Available records ->
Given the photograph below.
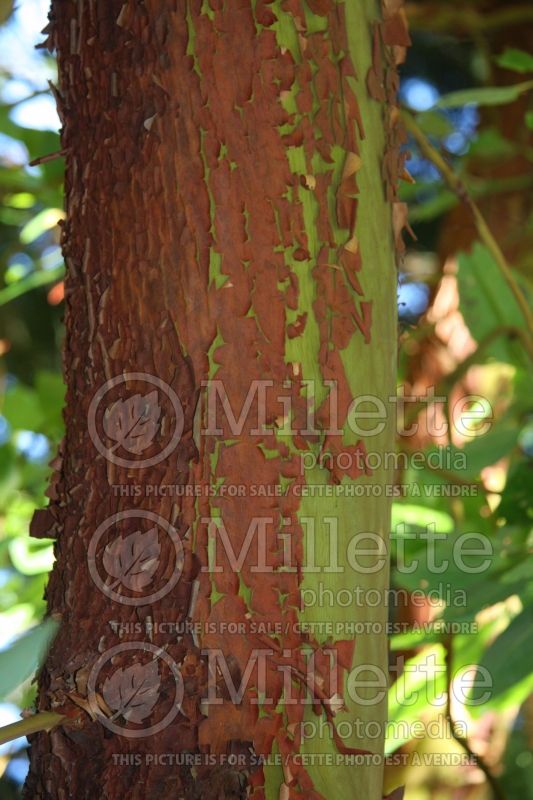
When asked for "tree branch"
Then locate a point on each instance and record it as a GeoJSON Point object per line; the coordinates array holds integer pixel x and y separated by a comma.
{"type": "Point", "coordinates": [43, 721]}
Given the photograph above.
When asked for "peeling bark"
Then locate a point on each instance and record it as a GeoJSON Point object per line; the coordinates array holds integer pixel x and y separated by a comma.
{"type": "Point", "coordinates": [230, 185]}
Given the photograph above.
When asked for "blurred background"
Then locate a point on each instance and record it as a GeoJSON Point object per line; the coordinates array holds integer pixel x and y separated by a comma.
{"type": "Point", "coordinates": [466, 85]}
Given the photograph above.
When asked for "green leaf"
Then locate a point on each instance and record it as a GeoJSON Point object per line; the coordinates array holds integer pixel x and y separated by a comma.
{"type": "Point", "coordinates": [43, 221]}
{"type": "Point", "coordinates": [486, 301]}
{"type": "Point", "coordinates": [408, 696]}
{"type": "Point", "coordinates": [489, 143]}
{"type": "Point", "coordinates": [515, 59]}
{"type": "Point", "coordinates": [484, 96]}
{"type": "Point", "coordinates": [24, 657]}
{"type": "Point", "coordinates": [490, 447]}
{"type": "Point", "coordinates": [506, 658]}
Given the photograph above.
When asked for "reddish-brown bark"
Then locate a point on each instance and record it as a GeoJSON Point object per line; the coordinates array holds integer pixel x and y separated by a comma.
{"type": "Point", "coordinates": [174, 156]}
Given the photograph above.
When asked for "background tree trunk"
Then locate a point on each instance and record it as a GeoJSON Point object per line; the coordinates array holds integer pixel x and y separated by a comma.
{"type": "Point", "coordinates": [226, 220]}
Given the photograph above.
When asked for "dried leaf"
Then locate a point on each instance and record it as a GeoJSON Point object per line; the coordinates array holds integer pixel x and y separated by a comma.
{"type": "Point", "coordinates": [134, 559]}
{"type": "Point", "coordinates": [132, 692]}
{"type": "Point", "coordinates": [133, 423]}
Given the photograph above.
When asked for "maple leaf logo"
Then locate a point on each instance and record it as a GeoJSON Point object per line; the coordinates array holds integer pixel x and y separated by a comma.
{"type": "Point", "coordinates": [132, 692]}
{"type": "Point", "coordinates": [133, 423]}
{"type": "Point", "coordinates": [133, 559]}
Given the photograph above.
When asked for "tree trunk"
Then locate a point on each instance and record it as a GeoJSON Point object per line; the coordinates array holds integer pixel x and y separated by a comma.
{"type": "Point", "coordinates": [231, 174]}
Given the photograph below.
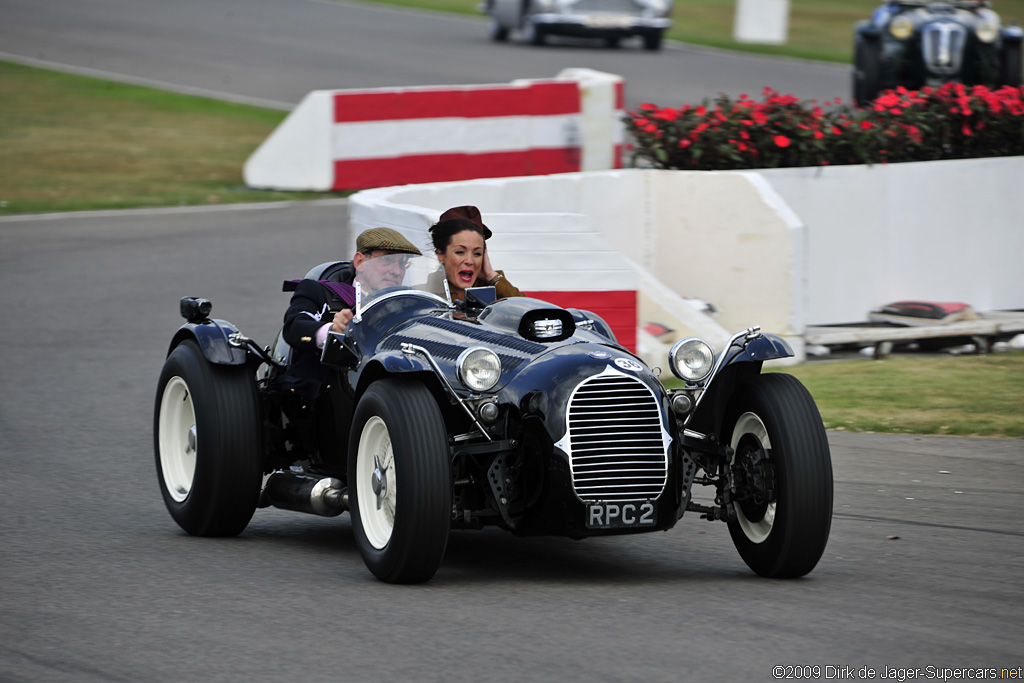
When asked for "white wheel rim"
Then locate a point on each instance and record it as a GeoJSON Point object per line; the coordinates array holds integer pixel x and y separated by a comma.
{"type": "Point", "coordinates": [177, 439]}
{"type": "Point", "coordinates": [376, 482]}
{"type": "Point", "coordinates": [755, 529]}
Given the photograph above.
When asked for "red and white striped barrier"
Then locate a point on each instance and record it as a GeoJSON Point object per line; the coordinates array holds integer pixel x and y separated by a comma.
{"type": "Point", "coordinates": [355, 139]}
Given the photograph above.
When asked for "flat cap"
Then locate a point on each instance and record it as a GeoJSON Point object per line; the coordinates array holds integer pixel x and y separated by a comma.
{"type": "Point", "coordinates": [386, 239]}
{"type": "Point", "coordinates": [469, 213]}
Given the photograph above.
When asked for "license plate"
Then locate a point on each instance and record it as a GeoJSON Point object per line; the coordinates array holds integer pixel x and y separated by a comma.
{"type": "Point", "coordinates": [607, 20]}
{"type": "Point", "coordinates": [621, 515]}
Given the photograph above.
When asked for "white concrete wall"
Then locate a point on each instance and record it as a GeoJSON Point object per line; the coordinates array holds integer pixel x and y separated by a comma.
{"type": "Point", "coordinates": [950, 230]}
{"type": "Point", "coordinates": [782, 249]}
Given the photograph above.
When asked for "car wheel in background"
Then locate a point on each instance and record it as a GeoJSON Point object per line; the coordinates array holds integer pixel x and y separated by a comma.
{"type": "Point", "coordinates": [652, 41]}
{"type": "Point", "coordinates": [866, 71]}
{"type": "Point", "coordinates": [531, 33]}
{"type": "Point", "coordinates": [498, 33]}
{"type": "Point", "coordinates": [1012, 65]}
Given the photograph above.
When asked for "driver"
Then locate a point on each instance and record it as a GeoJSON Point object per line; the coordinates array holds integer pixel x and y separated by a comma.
{"type": "Point", "coordinates": [318, 307]}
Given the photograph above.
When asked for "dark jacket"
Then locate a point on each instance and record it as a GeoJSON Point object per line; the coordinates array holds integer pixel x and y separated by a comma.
{"type": "Point", "coordinates": [312, 306]}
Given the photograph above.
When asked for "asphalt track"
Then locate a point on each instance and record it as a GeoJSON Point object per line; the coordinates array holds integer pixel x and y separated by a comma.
{"type": "Point", "coordinates": [272, 52]}
{"type": "Point", "coordinates": [97, 583]}
{"type": "Point", "coordinates": [922, 569]}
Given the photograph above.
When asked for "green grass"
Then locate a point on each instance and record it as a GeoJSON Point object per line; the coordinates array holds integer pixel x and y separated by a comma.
{"type": "Point", "coordinates": [818, 29]}
{"type": "Point", "coordinates": [75, 143]}
{"type": "Point", "coordinates": [967, 395]}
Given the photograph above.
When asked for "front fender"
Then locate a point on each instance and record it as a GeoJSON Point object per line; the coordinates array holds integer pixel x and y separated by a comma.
{"type": "Point", "coordinates": [212, 337]}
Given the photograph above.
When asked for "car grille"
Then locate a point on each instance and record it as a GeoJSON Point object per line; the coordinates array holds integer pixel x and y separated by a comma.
{"type": "Point", "coordinates": [615, 441]}
{"type": "Point", "coordinates": [621, 6]}
{"type": "Point", "coordinates": [942, 44]}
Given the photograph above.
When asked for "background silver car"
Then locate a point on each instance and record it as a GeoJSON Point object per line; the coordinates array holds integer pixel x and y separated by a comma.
{"type": "Point", "coordinates": [607, 19]}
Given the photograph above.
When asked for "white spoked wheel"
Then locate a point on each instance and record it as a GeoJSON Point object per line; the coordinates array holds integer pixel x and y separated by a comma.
{"type": "Point", "coordinates": [751, 434]}
{"type": "Point", "coordinates": [378, 483]}
{"type": "Point", "coordinates": [399, 480]}
{"type": "Point", "coordinates": [178, 439]}
{"type": "Point", "coordinates": [209, 443]}
{"type": "Point", "coordinates": [781, 476]}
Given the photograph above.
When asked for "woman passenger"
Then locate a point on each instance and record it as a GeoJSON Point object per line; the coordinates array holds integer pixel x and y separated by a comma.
{"type": "Point", "coordinates": [461, 248]}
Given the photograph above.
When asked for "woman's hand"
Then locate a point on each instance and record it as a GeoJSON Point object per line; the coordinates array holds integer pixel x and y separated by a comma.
{"type": "Point", "coordinates": [487, 272]}
{"type": "Point", "coordinates": [341, 319]}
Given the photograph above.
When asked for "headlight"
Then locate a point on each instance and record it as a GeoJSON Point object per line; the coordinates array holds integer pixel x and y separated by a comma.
{"type": "Point", "coordinates": [479, 369]}
{"type": "Point", "coordinates": [987, 32]}
{"type": "Point", "coordinates": [901, 28]}
{"type": "Point", "coordinates": [691, 359]}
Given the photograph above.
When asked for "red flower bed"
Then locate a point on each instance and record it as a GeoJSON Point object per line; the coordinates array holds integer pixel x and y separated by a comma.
{"type": "Point", "coordinates": [950, 122]}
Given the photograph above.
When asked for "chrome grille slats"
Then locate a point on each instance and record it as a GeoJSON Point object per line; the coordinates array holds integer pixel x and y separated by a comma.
{"type": "Point", "coordinates": [615, 440]}
{"type": "Point", "coordinates": [942, 46]}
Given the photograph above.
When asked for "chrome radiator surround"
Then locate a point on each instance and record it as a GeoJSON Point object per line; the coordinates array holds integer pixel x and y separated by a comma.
{"type": "Point", "coordinates": [615, 440]}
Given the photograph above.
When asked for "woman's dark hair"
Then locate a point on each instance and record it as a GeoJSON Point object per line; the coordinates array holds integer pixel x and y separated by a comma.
{"type": "Point", "coordinates": [441, 231]}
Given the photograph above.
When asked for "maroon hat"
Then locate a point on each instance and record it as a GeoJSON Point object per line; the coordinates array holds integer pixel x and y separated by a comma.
{"type": "Point", "coordinates": [469, 213]}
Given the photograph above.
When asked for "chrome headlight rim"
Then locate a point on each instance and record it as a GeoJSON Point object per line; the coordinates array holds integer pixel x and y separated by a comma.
{"type": "Point", "coordinates": [986, 31]}
{"type": "Point", "coordinates": [901, 28]}
{"type": "Point", "coordinates": [688, 373]}
{"type": "Point", "coordinates": [478, 368]}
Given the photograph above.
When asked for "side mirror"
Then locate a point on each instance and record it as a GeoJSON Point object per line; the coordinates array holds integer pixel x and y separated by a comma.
{"type": "Point", "coordinates": [337, 353]}
{"type": "Point", "coordinates": [480, 297]}
{"type": "Point", "coordinates": [196, 310]}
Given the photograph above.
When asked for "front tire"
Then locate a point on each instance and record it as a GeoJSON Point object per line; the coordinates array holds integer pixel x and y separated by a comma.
{"type": "Point", "coordinates": [399, 481]}
{"type": "Point", "coordinates": [782, 493]}
{"type": "Point", "coordinates": [208, 442]}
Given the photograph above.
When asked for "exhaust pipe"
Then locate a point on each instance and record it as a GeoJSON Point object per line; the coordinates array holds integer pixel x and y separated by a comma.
{"type": "Point", "coordinates": [326, 497]}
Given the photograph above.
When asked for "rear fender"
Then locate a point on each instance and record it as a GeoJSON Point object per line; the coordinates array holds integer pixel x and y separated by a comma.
{"type": "Point", "coordinates": [738, 366]}
{"type": "Point", "coordinates": [765, 347]}
{"type": "Point", "coordinates": [213, 339]}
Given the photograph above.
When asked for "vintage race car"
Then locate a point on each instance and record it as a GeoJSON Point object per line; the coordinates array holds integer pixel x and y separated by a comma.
{"type": "Point", "coordinates": [610, 20]}
{"type": "Point", "coordinates": [514, 414]}
{"type": "Point", "coordinates": [920, 43]}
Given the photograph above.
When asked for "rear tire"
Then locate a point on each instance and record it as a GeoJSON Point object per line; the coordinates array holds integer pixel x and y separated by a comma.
{"type": "Point", "coordinates": [783, 537]}
{"type": "Point", "coordinates": [399, 481]}
{"type": "Point", "coordinates": [208, 442]}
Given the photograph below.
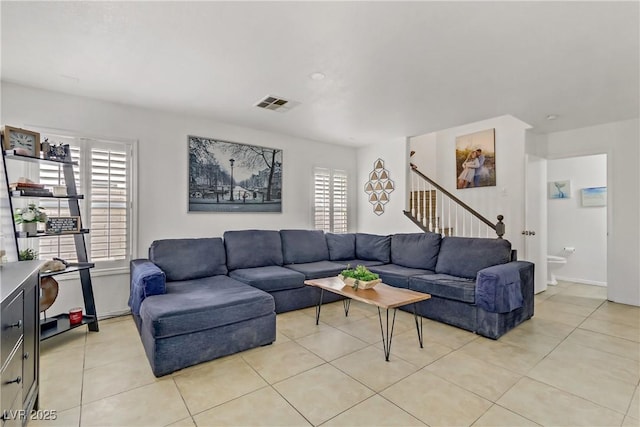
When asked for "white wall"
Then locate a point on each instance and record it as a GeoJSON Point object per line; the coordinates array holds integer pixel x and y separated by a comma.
{"type": "Point", "coordinates": [572, 225]}
{"type": "Point", "coordinates": [620, 141]}
{"type": "Point", "coordinates": [437, 161]}
{"type": "Point", "coordinates": [162, 171]}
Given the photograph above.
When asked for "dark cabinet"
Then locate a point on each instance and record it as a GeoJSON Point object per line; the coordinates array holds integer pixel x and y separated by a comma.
{"type": "Point", "coordinates": [19, 341]}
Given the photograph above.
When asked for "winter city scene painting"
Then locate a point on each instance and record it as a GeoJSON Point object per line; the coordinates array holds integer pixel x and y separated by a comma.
{"type": "Point", "coordinates": [231, 177]}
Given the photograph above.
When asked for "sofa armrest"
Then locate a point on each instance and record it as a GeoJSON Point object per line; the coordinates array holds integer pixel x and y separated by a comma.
{"type": "Point", "coordinates": [146, 279]}
{"type": "Point", "coordinates": [499, 288]}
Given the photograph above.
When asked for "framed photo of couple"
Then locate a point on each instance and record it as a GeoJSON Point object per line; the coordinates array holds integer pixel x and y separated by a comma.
{"type": "Point", "coordinates": [476, 159]}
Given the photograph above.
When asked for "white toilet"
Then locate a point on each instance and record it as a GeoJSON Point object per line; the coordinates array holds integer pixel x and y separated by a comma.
{"type": "Point", "coordinates": [553, 262]}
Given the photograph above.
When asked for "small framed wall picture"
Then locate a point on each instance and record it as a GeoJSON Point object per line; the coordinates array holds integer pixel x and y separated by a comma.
{"type": "Point", "coordinates": [24, 142]}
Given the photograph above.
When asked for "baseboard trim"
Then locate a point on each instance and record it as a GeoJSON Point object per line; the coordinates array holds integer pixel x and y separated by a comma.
{"type": "Point", "coordinates": [114, 314]}
{"type": "Point", "coordinates": [583, 281]}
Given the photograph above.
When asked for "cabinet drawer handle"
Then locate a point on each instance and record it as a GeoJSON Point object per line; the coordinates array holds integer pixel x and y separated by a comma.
{"type": "Point", "coordinates": [17, 380]}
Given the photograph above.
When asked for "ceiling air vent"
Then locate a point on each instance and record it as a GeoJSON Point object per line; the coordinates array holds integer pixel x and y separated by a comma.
{"type": "Point", "coordinates": [275, 103]}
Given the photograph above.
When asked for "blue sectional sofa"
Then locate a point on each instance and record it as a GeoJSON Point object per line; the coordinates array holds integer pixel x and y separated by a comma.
{"type": "Point", "coordinates": [195, 300]}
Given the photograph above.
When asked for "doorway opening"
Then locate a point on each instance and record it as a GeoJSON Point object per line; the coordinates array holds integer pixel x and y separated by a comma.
{"type": "Point", "coordinates": [577, 218]}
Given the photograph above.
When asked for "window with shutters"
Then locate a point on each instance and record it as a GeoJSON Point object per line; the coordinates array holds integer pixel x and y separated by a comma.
{"type": "Point", "coordinates": [330, 200]}
{"type": "Point", "coordinates": [103, 176]}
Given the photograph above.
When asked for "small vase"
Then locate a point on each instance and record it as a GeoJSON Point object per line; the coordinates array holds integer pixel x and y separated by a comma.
{"type": "Point", "coordinates": [30, 227]}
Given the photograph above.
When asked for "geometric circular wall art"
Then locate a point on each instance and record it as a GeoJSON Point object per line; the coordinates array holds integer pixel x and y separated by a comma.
{"type": "Point", "coordinates": [379, 187]}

Aim of the task -> List every line of the records above that contains the string "front", and treat case as significant.

Answer for the task ->
When asked for "front fender"
When asked for "front tire"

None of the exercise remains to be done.